Selain itu, menurut Al-Farabi pendidikan harus menggabungkan antara teoritis dari belajar yang diaplikasikan dan tindakan praktis atau dalam kata lain harus seimbang antara pemahaman dengan pengaplikasian. Mengenai hal ini pun saya sependapat dengan beliau, karena memang ilmu itu harus diamalkan/ diaplikasikan dalam kehidupan sehari-hari, jika ilmu tidak diamalkan, maka ilmu tersebut tidak akan barokah dan dapat dikatakan tidak memiliki arti atau tidak berguna.
*****
● **Bagian Latihan**:
**1.** Tulis ulang paragraf bacaan yang diawali "Selain itu, menurut Al-Farabi" dengan lebih ringkas, tanpa menghilangkan fakta utamanya.
**2.** Teruskan bacaan tentang pandangan Al-Farabi soal pendidikan, mulai setelah kalimat terakhirnya.
Catatan di bawah ini adalah bahan tersendiri, terpisah dari bacaan.
*****
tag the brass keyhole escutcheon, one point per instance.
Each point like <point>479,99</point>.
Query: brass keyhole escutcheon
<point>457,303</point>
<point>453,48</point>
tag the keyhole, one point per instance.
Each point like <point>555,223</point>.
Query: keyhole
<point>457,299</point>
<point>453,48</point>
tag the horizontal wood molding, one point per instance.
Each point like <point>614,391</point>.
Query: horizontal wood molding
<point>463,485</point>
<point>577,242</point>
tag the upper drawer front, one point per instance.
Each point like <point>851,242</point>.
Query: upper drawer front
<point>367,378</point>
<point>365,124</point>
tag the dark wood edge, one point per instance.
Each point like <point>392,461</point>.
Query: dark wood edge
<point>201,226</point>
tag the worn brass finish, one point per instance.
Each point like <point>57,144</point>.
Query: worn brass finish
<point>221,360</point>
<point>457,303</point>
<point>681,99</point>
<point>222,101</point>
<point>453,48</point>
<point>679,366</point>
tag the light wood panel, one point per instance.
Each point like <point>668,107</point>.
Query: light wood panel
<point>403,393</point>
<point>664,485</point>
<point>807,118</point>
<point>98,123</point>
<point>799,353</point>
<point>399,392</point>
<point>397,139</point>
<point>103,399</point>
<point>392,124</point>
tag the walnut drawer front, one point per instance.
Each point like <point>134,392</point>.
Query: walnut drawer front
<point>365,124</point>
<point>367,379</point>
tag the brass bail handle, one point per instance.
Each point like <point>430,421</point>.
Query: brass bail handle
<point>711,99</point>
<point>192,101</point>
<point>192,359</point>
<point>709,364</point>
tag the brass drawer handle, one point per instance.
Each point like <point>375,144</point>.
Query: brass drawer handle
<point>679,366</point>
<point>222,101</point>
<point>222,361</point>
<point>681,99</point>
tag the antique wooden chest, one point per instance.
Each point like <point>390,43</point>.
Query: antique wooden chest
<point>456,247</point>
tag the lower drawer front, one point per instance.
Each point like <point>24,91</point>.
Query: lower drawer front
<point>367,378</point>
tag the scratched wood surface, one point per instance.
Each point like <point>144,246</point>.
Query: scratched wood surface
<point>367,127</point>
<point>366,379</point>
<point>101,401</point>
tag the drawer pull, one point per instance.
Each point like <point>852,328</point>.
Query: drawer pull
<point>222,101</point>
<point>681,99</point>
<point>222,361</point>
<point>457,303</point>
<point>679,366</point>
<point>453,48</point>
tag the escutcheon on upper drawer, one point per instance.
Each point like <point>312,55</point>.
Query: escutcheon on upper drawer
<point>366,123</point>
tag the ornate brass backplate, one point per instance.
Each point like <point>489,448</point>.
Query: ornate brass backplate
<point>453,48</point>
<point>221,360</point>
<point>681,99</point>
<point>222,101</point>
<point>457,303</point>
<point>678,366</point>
*****
● **Jawaban Tiap Tugas**:
**1.** Al-Farabi berpendapat bahwa pendidikan harus memadukan teori dan praktik secara seimbang. Penulis setuju, karena ilmu harus diamalkan dalam kehidupan sehari-hari. Ilmu yang tidak diamalkan tidak akan barokah dan bisa dianggap tidak berarti atau tidak berguna.

**2.**
Selain dalam pendidikan secara umum, pemikiran Al-Farabi sangat kental dalam ilmu filsafat. Pemikirannya dalam bidang filsafat dipengaruhi oleh filsafat Aristoteles, Plato, dan Plotinus. Namun meskipun begitu, beliau telah berhasil mengembangkan dan memperdalamnya sehingga dapat dikatakan hasil filsafatnya sendiri. Beliau juga menciptakan filsafat sendiri yang belum dibicarakan oleh filosof Yunani. Dengan demikian, beliau telah berhasil menciptakan filsafat Islam yang mempunyai ciri khas sendiri. Filsafat Al-Farabi juga begitu kompleks, sehingga apa yang dibicarakan oleh filosof muslim sesudahnya hampir sudah pernah disinggung oleh Al-Farabi. Pemikiran Al-Farabi juga mempunyai gagasan-gagasan yang modern dan kontemporer, sehingga dapat juga diaplikasikan pada zaman sekarang ini.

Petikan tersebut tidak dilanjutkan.